## BEGIN Raw data
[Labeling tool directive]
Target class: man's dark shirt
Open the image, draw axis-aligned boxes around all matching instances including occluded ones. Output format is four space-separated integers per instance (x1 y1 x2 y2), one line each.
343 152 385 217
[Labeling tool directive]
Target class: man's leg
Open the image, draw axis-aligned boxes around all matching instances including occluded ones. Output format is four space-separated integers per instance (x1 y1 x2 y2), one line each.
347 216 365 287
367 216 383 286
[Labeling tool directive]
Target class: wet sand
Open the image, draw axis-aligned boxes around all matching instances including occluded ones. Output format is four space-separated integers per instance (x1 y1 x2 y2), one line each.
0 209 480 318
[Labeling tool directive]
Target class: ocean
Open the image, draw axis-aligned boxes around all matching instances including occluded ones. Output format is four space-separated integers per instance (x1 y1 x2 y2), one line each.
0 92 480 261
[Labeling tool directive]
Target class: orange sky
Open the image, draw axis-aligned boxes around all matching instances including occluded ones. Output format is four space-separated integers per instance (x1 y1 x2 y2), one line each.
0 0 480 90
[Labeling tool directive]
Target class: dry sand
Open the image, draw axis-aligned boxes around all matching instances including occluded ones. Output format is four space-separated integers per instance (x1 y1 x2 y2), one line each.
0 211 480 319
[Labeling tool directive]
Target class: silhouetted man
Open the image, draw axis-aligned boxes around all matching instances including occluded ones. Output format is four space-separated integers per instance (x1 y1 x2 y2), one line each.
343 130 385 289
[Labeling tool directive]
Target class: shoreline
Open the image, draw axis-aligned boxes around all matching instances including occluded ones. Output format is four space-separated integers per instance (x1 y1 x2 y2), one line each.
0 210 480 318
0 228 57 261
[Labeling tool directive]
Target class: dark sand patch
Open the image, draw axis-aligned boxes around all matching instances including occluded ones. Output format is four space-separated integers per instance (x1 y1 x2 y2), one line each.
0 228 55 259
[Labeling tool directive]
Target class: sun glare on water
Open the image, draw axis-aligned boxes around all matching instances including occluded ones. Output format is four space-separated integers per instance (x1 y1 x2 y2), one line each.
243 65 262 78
## END Raw data
* [Requirements]
Find every line in the entries above that contains the word "Target" and copy each one out. Case counts.

* [The solution]
Target class: man's dark shirt
Target class: man's leg
Target class: wet sand
Target class: ocean
Target class: orange sky
Target class: dry sand
Target class: silhouetted man
Target class: shoreline
Target class: dark sand patch
Target class: sun glare on water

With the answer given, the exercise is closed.